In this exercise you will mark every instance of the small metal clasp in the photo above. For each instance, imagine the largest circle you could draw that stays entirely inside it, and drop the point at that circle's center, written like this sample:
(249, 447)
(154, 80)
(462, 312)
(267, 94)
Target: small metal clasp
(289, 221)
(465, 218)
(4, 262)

^^^^

**PROBLEM:** Output the listing above exactly as it appears.

**ANSWER TO THIS PROBLEM:**
In this exercise you will mark every instance of the small metal clasp in the photo above. For each instance, imagine the largest circle you could draw that stays entirely inside it, and drop the point at that circle's center, written like this sample:
(249, 447)
(154, 80)
(462, 312)
(267, 94)
Target: small metal clasp
(289, 221)
(465, 218)
(4, 262)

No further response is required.